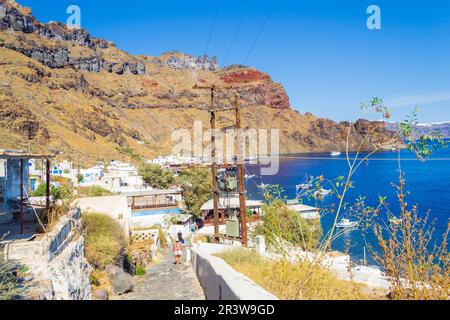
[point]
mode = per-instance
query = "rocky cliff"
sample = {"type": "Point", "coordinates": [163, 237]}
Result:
{"type": "Point", "coordinates": [65, 91]}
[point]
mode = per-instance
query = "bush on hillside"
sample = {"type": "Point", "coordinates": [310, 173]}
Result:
{"type": "Point", "coordinates": [155, 175]}
{"type": "Point", "coordinates": [292, 281]}
{"type": "Point", "coordinates": [196, 184]}
{"type": "Point", "coordinates": [10, 286]}
{"type": "Point", "coordinates": [105, 241]}
{"type": "Point", "coordinates": [281, 223]}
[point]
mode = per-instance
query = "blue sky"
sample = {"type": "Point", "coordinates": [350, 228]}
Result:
{"type": "Point", "coordinates": [321, 51]}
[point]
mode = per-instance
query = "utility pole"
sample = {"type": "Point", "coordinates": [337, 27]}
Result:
{"type": "Point", "coordinates": [240, 165]}
{"type": "Point", "coordinates": [213, 160]}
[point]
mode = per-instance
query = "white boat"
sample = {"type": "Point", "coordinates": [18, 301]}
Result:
{"type": "Point", "coordinates": [395, 220]}
{"type": "Point", "coordinates": [303, 186]}
{"type": "Point", "coordinates": [347, 224]}
{"type": "Point", "coordinates": [336, 154]}
{"type": "Point", "coordinates": [263, 186]}
{"type": "Point", "coordinates": [323, 192]}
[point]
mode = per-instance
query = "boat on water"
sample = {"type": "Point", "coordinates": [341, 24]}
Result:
{"type": "Point", "coordinates": [347, 224]}
{"type": "Point", "coordinates": [323, 192]}
{"type": "Point", "coordinates": [336, 154]}
{"type": "Point", "coordinates": [395, 220]}
{"type": "Point", "coordinates": [263, 186]}
{"type": "Point", "coordinates": [303, 186]}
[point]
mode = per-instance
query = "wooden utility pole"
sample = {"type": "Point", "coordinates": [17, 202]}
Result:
{"type": "Point", "coordinates": [241, 175]}
{"type": "Point", "coordinates": [213, 161]}
{"type": "Point", "coordinates": [47, 186]}
{"type": "Point", "coordinates": [21, 196]}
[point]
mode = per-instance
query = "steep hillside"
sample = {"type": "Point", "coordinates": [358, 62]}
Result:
{"type": "Point", "coordinates": [64, 91]}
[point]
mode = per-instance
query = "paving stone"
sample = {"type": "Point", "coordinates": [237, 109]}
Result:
{"type": "Point", "coordinates": [166, 281]}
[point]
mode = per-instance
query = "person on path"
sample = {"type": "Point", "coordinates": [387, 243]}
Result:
{"type": "Point", "coordinates": [180, 237]}
{"type": "Point", "coordinates": [177, 251]}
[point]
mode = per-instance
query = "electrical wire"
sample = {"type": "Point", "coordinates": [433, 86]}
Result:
{"type": "Point", "coordinates": [260, 31]}
{"type": "Point", "coordinates": [213, 26]}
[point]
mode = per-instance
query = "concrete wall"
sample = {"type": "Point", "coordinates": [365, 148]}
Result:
{"type": "Point", "coordinates": [219, 280]}
{"type": "Point", "coordinates": [11, 189]}
{"type": "Point", "coordinates": [114, 206]}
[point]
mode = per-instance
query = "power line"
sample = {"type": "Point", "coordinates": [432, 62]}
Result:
{"type": "Point", "coordinates": [260, 31]}
{"type": "Point", "coordinates": [359, 159]}
{"type": "Point", "coordinates": [213, 27]}
{"type": "Point", "coordinates": [236, 33]}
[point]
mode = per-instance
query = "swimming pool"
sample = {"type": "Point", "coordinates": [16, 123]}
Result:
{"type": "Point", "coordinates": [147, 213]}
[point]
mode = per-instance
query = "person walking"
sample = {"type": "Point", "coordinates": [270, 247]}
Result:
{"type": "Point", "coordinates": [180, 237]}
{"type": "Point", "coordinates": [177, 251]}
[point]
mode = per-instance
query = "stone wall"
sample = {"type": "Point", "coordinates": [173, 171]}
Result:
{"type": "Point", "coordinates": [57, 261]}
{"type": "Point", "coordinates": [219, 280]}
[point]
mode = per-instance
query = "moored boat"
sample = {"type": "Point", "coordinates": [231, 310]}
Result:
{"type": "Point", "coordinates": [347, 224]}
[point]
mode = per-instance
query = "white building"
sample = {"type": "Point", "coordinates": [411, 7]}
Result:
{"type": "Point", "coordinates": [121, 177]}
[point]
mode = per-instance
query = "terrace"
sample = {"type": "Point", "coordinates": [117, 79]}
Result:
{"type": "Point", "coordinates": [17, 216]}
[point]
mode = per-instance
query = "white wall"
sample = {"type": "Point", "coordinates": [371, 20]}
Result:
{"type": "Point", "coordinates": [219, 280]}
{"type": "Point", "coordinates": [114, 206]}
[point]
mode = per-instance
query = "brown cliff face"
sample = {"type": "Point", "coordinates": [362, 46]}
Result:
{"type": "Point", "coordinates": [63, 90]}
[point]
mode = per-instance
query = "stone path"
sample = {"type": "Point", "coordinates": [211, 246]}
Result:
{"type": "Point", "coordinates": [166, 281]}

_Given request_.
Pick out and copy every line of the entries above that contains the word "boat".

_Problem solution_.
query = "white boat"
query = "boat on water"
query = "moored boat"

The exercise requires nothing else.